AIM OF THE TASK – Each record needs to be transcribed exactly.

DATASET CONTENT –
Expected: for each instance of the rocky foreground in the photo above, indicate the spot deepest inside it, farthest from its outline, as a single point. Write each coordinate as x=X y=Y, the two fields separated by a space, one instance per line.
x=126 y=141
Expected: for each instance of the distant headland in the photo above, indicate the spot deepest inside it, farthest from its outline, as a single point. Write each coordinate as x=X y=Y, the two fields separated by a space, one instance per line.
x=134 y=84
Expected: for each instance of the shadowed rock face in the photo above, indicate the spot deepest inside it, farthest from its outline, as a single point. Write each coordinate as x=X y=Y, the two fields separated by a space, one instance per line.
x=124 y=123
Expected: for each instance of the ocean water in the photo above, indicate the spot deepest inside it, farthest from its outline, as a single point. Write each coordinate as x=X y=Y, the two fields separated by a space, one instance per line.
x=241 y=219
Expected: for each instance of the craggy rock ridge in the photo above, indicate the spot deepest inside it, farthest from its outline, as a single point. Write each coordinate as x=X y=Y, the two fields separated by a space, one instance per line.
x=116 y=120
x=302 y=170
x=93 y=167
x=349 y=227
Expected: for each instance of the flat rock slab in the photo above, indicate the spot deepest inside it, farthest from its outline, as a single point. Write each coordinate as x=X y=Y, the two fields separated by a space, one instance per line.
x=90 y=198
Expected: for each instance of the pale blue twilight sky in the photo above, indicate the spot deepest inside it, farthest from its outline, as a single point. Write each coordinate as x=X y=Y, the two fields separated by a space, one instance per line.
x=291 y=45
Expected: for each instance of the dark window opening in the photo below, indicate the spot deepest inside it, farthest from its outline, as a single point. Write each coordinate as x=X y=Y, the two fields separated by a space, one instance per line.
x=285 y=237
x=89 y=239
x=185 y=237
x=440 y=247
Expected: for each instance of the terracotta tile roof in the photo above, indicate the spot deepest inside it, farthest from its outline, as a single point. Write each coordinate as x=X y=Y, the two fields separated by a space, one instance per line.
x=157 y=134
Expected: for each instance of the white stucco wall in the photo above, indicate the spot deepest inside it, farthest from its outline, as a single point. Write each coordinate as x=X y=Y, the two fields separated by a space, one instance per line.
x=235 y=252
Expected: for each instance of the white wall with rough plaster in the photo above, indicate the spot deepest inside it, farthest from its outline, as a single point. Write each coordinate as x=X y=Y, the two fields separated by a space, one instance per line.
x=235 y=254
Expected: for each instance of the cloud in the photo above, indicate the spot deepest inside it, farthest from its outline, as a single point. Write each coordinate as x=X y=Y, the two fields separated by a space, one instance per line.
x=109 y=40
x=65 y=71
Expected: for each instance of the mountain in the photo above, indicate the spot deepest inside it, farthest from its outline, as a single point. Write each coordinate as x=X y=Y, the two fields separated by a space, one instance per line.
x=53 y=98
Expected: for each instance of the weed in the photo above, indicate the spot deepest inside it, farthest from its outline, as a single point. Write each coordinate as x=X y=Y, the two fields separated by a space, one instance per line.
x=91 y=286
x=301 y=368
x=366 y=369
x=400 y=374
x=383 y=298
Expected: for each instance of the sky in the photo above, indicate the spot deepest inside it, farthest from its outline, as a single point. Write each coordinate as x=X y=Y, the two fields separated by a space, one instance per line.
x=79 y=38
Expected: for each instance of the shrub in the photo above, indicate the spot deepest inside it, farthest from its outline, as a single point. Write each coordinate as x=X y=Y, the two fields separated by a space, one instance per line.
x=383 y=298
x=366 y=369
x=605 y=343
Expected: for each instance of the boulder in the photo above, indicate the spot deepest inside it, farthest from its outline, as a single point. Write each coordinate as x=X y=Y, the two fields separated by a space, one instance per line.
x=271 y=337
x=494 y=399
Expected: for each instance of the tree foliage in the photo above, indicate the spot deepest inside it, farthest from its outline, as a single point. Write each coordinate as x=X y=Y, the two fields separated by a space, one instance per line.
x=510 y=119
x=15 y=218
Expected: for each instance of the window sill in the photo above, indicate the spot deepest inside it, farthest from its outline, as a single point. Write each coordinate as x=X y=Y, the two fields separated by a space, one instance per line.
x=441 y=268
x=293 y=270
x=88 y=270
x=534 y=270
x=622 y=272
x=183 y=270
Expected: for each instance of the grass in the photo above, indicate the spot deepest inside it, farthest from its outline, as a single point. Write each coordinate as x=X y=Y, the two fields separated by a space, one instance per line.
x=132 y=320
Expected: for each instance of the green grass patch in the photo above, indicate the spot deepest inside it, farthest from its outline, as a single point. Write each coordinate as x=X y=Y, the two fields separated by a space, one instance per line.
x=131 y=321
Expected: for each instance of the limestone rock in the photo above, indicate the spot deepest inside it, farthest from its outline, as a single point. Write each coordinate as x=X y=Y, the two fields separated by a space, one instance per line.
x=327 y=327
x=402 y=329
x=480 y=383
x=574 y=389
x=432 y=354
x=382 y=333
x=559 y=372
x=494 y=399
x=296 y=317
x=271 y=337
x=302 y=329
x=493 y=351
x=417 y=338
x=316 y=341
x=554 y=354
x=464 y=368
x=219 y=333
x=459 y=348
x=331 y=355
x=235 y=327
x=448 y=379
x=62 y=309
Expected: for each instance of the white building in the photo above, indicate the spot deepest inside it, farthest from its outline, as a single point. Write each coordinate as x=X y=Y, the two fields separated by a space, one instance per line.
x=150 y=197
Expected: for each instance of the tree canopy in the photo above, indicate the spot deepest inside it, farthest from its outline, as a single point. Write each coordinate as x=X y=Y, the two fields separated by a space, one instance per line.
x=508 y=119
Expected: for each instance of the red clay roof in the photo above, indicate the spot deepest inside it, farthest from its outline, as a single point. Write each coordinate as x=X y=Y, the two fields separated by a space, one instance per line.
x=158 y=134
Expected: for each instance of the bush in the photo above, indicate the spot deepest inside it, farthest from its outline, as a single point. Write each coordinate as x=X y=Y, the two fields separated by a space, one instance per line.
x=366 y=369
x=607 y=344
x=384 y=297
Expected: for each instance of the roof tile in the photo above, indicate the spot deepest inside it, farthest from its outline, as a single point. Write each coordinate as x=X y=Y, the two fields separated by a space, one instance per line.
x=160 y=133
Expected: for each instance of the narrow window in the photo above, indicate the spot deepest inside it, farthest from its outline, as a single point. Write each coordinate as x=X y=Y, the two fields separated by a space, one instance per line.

RESULT –
Expected: for each instance of the rocky foreground in the photo above, indicate the spot deepest inside it, farthest from its outline, as a single point. Write each coordinate as x=X y=Y, the two fields separated by a space, one instance per line.
x=126 y=141
Expected: for each instance of the distant headland in the photo above, indicate the spot deepest inside it, farthest from its outline, as a single point. Write each coordinate as x=X y=Y, the two fields separated by a space, one instance per line.
x=134 y=84
Expected: for each instance of the shadowed rock face in the photo above, indicate the spot deepest inside it, farthest from its outline, as a single point. Write each coordinate as x=X y=Y, the two fields separated by a space, one instance per line.
x=124 y=123
Expected: for each instance of the ocean water in the photo above, indicate the spot deepest inside it, farthest from its outline, as a single point. Write each coordinate as x=X y=Y, the two fields separated by a space, one instance per line.
x=241 y=219
Expected: for each instance of the craggy rock ridge in the photo above, indicate the spot deepest inside it, farthest from its outline, as a single point. Write each coordinate as x=X y=Y, the two fields separated by a space, one instance per line.
x=116 y=120
x=302 y=170
x=93 y=167
x=349 y=227
Expected: for each instance of the flat rock slab in the photo above, indicate the spot deepest inside it, farthest from its outline, as a single point. Write each coordinate as x=X y=Y, the two fields separated by a space, one instance per line.
x=90 y=198
Expected: for each instance of the pale blue twilight sky in the photo above, indicate the spot deepest inside it, farthest from its outline, as a single point. Write each coordinate as x=X y=Y, the two fields separated by a space, one instance per line.
x=291 y=45
Expected: for each instance of the dark window opening in the photo below, indicate the spot deepest inside it, farthest from its outline, as a single point. Write each coordinate as x=X y=Y, the two fields separated by a space, one instance per line.
x=285 y=237
x=89 y=239
x=185 y=237
x=440 y=247
Expected: for each instance of the terracotta tile roof in the photo above, indicate the spot deepest inside it, farthest from its outline, as a single point. Write each coordinate as x=X y=Y, the two fields separated by a space, one instance per line.
x=157 y=134
Expected: for each instance of the white stucco wall in the photo above, indicate the spot deepest inside it, farthest from its outline, as a single point. Write each coordinate as x=X y=Y, the two fields separated by a space, one instance per line.
x=235 y=252
Expected: for each instance of the white wall with rough plaster in the photo above, indicate the spot deepest inside it, farthest from its outline, as a single point. Write each coordinate as x=X y=Y, the two fields separated by a space, one instance per line.
x=235 y=254
Expected: for each instance of the cloud in the photo above, indicate the spot deepest inside it, farthest from its outline, as a single point. Write each coordinate as x=X y=Y, the two fields separated by a space, one instance per line.
x=109 y=40
x=65 y=71
Expected: for each instance of the mountain in the photo above, indicate the spot deepest inside it, farthest from its outline, as a single point. Write each coordinate as x=X y=Y, the two fields separated by a space, one instance per line.
x=53 y=98
Expected: for each instance of the weed in the photo above, indicate the spot deepest inside it, farthest from its outline, as a single point. Write each coordinate as x=X y=Y, the two fields separated by a space, one instance per line.
x=91 y=286
x=301 y=368
x=366 y=369
x=400 y=374
x=383 y=298
Expected: for each instance of the sky in the photo above, indicate the spot deepest inside it, farthest from its outline, as a single point. Write each coordinate as x=X y=Y, the two fields separated by a space, one instance per line.
x=79 y=38
Expected: for each instance of the shrub in the photo above, indicate the spot deepest inside it, farthest from its outline, as a single point. Write each coordinate as x=X y=Y, the two fields separated by a space, one instance per line.
x=383 y=298
x=366 y=369
x=605 y=343
Expected: for each instance of the boulder in the photo above, indicate the spot deepest inside it, farthest from its outline, as a single point. Write each coordinate as x=X y=Y, the two fields separated by a space, one instance per line.
x=271 y=337
x=494 y=399
Expected: for each instance of the tree foliage in the photo above, indicate the spot deepest inside it, farthest from its outline, as a single point. Write each coordinate as x=X y=Y, the two fields separated by a space, one instance per line.
x=510 y=119
x=15 y=218
Expected: for each instance of the window sill in the photo above, indicate the spot deepest inside it, farthest from its outline, as a single point. Write each coordinate as x=X y=Y, the two fields separated by a space, one instance per line.
x=441 y=268
x=293 y=270
x=88 y=270
x=534 y=270
x=622 y=272
x=183 y=270
Expected: for each instance of the grass in the photo above, indicate the spot deepest inside it, farthest from its outline, as a single point. Write each coordinate as x=X y=Y, the two fields separated by a space, one instance per line.
x=132 y=320
Expected: for each instance of the green grass patch in the photo above, indicate the spot deepest inside it, farthest from its outline, as a single point. Write each coordinate as x=X y=Y, the two fields separated by a space, one instance per line.
x=131 y=321
Expected: for each instance of the limestone rock in the photo above, indicate the spot deepest inside it, farthest from its outline, as a single point. Write each coordinate as x=X y=Y, the two fields separated by a space, one instance per line.
x=327 y=327
x=402 y=329
x=480 y=383
x=574 y=389
x=432 y=354
x=382 y=333
x=559 y=372
x=494 y=399
x=296 y=317
x=271 y=337
x=302 y=329
x=493 y=351
x=417 y=338
x=316 y=341
x=554 y=354
x=464 y=368
x=219 y=333
x=459 y=348
x=331 y=355
x=235 y=327
x=448 y=379
x=62 y=309
Expected: for each instance of the white building in the photo above, indicate the spot deepest inside it, farthest from its outline, as a single point. Write each coordinate as x=X y=Y, the two fields separated by a space, one instance per line.
x=150 y=197
Expected: for each instance of the tree canopy in the photo above, indicate the spot deepest inside it, farthest from its outline, as a single point. Write each coordinate as x=X y=Y, the two fields separated by a space, one instance per line.
x=508 y=119
Expected: for each instance of the red clay roof in the photo above, indicate the spot deepest inside it, farthest from its outline, as a single point. Write each coordinate as x=X y=Y, the two fields separated by a space, one instance per line.
x=158 y=134
Expected: for each instance of the bush in the photo above, indicate the spot deepest inside it, farthest from its outline, as a single point. Write each coordinate as x=X y=Y, the two fields separated by a space, one instance per line.
x=366 y=369
x=607 y=344
x=384 y=297
Expected: for each instance of the roof tile in the photo above, indicate the spot deepest inside it, farthest from its outline, as a single point. Write each coordinate as x=X y=Y, the two fields separated by a space, one instance per line.
x=160 y=133
Expected: for each instance of the narrow window in the photo above, indicate the spot deepest inside it, farthest from its outline, as a single point. Write each coordinate as x=X y=Y, the two fields separated by a space, one instance per line.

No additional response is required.